Copy every item below word for word, leaving out the pictures.

◆ **The input**:
◇ ◇ ◇ ◇ ◇ ◇ ◇
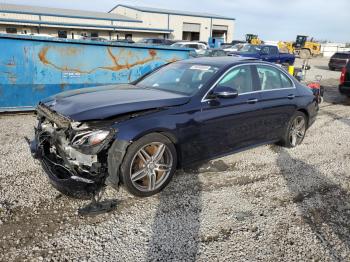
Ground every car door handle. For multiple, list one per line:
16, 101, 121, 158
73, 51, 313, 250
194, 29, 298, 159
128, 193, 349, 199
247, 98, 259, 104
◇ ◇ ◇ ◇ ◇ ◇ ◇
◆ **Solution to the exercise**:
Ground every car door handle. For multiple, list one per line:
16, 101, 121, 158
73, 51, 313, 250
194, 29, 298, 159
128, 193, 349, 199
247, 98, 259, 104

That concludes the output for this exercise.